Top of Selected passage

The purposes of the Plan are to provide employees with added incentives to
continue in the employ of the Company, to encourage proprietary interest in the
Company through the acquisition of its stock and to attract new employees with
outstanding qualifications. Options may be granted under the Plan until July 27,
1997, and the Plan expires for all purposes on July 27, 2007.
 
    The Audit and Compensation Committee of the Company's Board of Directors
(the "Committee"), in its discretion (based on each employee's performance and
expected future contribution to the Company), selects the employees eligible to
participate in the Plan. Under the U.K. Sub-Plan, options may only be granted to
a director or employee of the Company, or any of its subsidiaries, who is a U.K.
resident, and only if the resident devotes at least 25 hours per week, in the
case of a director, or 20 hours per week, in the case of an employee who is not
a director, to his or her duties, subject to certain other limitations.

Bottom of Selected passage
Top of Record extracts

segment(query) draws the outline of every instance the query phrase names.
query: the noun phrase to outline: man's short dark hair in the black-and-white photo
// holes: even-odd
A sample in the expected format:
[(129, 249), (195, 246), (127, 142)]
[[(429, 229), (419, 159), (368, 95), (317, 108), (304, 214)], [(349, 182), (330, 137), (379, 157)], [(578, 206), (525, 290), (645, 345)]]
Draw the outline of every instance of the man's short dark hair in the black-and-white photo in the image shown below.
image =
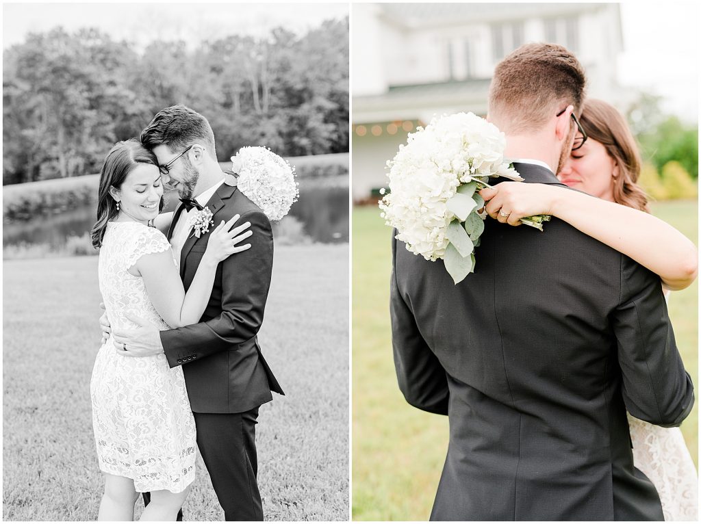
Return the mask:
[(217, 160), (215, 134), (207, 118), (182, 104), (158, 111), (141, 132), (141, 143), (148, 149), (165, 144), (175, 153), (198, 142), (204, 142), (202, 145)]

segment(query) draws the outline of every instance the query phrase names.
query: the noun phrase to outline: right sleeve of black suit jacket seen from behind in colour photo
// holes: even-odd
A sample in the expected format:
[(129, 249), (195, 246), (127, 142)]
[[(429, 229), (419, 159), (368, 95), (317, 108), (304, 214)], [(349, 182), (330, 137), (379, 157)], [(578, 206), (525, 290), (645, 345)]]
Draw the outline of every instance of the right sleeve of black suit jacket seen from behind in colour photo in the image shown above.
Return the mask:
[(694, 391), (676, 348), (660, 279), (622, 256), (620, 290), (612, 324), (626, 408), (652, 424), (678, 426), (693, 407)]

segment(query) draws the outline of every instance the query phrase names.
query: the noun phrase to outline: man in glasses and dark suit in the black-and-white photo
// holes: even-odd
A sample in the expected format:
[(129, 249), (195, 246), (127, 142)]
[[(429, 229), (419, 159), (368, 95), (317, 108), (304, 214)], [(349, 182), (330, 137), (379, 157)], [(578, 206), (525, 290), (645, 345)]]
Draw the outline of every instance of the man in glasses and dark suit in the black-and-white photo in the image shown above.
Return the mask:
[(271, 391), (284, 394), (256, 336), (273, 268), (271, 224), (237, 191), (236, 179), (225, 177), (212, 128), (199, 113), (182, 105), (163, 109), (144, 129), (141, 141), (154, 151), (163, 176), (170, 177), (170, 186), (184, 200), (168, 240), (186, 290), (207, 246), (208, 234), (197, 237), (187, 227), (189, 215), (201, 207), (210, 209), (215, 226), (235, 214), (241, 223), (249, 221), (251, 248), (219, 264), (199, 324), (158, 331), (144, 322), (135, 331), (115, 330), (114, 340), (127, 347), (125, 355), (165, 353), (171, 367), (183, 366), (198, 448), (226, 520), (263, 520), (255, 425), (259, 406), (273, 399)]

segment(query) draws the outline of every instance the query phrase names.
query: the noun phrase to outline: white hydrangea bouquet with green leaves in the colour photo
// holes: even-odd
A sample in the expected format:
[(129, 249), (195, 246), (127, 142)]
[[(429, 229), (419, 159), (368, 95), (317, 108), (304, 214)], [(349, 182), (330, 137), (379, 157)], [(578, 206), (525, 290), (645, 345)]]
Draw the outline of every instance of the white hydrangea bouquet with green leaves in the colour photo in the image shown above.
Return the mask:
[[(454, 282), (475, 270), (475, 247), (484, 231), (484, 200), (478, 191), (489, 177), (523, 181), (503, 151), (506, 139), (494, 124), (474, 113), (434, 117), (418, 127), (388, 160), (390, 193), (381, 216), (397, 228), (397, 240), (426, 260), (442, 258)], [(384, 193), (384, 191), (381, 191)], [(547, 215), (522, 223), (543, 230)]]

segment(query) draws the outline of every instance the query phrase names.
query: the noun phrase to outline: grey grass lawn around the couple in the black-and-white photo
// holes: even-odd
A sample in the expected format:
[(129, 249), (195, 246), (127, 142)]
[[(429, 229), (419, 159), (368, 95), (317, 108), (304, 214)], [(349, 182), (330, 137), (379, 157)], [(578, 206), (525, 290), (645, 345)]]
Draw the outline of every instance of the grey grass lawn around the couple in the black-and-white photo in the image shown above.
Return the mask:
[[(100, 301), (96, 256), (4, 262), (4, 520), (97, 518)], [(266, 520), (348, 520), (348, 244), (275, 249), (259, 340), (287, 393), (257, 426)], [(184, 513), (224, 518), (201, 459)]]

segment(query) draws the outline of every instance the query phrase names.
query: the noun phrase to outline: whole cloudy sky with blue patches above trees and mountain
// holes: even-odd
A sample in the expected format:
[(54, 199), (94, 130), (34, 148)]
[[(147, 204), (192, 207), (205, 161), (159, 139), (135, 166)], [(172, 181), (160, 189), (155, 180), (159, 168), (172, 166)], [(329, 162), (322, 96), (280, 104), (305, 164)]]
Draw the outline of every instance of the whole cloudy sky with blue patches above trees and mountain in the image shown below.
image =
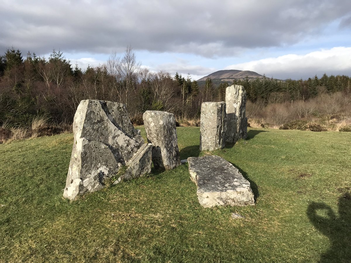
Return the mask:
[(351, 76), (350, 0), (0, 0), (0, 24), (0, 55), (56, 49), (83, 70), (131, 46), (152, 72), (194, 80), (223, 69)]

Bottom of Record extracts

Exercise tasks
- A) Write out the stretch of the stock option plan passage from "The Audit and" through "who is a U.K.".
- B) In the stock option plan passage, what does the Committee base its choice of participating employees on?

Task-by-task outputs
- A)
The Audit and Compensation Committee of the Company's Board of Directors
(the "Committee"), in its discretion (based on each employee's performance and
expected future contribution to the Company), selects the employees eligible to
participate in the Plan. Under the U.K. Sub-Plan, options may only be granted to
a director or employee of the Company, or any of its subsidiaries, who is a U.K.

- B) The Committee chooses at its discretion which employees are eligible to take part in the Plan. It bases that choice on each employee's performance and expected future contribution to the Company.